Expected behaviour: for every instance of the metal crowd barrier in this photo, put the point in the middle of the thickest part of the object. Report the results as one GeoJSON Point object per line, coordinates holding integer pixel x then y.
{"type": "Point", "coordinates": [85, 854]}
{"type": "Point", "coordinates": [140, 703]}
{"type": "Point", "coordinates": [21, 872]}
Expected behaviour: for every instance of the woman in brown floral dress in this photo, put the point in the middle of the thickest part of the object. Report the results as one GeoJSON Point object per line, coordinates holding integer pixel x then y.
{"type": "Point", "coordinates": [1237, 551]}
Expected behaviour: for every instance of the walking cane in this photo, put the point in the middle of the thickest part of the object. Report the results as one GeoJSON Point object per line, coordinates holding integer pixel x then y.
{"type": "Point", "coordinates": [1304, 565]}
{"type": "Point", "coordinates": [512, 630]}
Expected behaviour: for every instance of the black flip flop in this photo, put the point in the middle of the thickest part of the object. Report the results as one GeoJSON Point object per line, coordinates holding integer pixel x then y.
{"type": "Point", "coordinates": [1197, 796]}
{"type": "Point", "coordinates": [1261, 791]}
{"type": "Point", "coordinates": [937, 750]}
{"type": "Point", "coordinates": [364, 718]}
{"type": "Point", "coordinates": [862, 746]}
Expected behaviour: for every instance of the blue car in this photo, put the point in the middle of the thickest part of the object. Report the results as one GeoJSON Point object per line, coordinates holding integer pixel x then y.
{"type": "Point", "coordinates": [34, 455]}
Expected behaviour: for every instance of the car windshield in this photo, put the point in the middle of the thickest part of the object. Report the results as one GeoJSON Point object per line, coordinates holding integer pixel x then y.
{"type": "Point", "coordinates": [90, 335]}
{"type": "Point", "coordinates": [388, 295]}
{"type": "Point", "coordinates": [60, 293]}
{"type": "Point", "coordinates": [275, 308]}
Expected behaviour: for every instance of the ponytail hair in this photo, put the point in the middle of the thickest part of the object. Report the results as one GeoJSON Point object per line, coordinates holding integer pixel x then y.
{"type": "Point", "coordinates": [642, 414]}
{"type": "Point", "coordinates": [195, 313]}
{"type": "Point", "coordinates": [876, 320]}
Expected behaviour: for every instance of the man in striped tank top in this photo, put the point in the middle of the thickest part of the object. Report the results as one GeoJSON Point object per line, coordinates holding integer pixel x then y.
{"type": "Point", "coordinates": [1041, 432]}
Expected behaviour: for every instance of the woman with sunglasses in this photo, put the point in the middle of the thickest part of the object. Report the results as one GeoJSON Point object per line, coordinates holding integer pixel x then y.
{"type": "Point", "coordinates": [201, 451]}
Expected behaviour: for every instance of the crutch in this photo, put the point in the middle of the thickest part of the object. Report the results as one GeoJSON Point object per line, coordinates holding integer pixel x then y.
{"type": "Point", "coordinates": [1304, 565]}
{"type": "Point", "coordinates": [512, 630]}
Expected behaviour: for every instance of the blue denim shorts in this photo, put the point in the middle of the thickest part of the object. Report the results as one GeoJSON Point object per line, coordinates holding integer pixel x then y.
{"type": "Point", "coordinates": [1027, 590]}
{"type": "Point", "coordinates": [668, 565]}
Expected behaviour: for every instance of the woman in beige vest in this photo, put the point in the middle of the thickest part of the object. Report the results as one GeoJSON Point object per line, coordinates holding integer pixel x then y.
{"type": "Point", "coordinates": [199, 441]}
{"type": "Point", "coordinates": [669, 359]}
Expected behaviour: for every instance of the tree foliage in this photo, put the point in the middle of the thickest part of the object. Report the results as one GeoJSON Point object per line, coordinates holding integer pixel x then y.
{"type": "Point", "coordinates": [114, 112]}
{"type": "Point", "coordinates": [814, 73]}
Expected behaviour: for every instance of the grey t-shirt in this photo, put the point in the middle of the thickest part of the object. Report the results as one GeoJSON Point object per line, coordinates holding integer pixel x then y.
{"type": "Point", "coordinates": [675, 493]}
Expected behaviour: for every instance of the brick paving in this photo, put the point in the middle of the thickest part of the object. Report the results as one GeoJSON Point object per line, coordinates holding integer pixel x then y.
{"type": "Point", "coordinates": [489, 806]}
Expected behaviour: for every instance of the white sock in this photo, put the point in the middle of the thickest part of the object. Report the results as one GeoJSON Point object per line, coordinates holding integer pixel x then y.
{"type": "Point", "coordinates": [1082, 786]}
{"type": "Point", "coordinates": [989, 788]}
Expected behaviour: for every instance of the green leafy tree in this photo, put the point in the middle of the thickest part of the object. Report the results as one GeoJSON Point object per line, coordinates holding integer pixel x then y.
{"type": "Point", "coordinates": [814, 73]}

Stated task: Put the stretch from the line containing "Expected behaviour: for every instance of the white" through the end of the records above into a JSON list of strings, one string per line, leaving out any blank lines.

Finished answer:
[
  "Expected behaviour: for every instance of the white sock in this photo, put the point in the middle of the thickest part of the object. Report the results as one GeoJSON Point object per line, coordinates holding integer pixel x then y.",
  "{\"type\": \"Point\", \"coordinates\": [1082, 786]}",
  "{\"type\": \"Point\", \"coordinates\": [989, 788]}",
  "Expected behaviour: for every instance of the green leafy tree in this photo, put the point in the middle of the thickest part of the object. Report the results as one GeoJSON Point object per line, coordinates holding integer pixel x then y.",
  "{\"type\": \"Point\", \"coordinates\": [814, 73]}"
]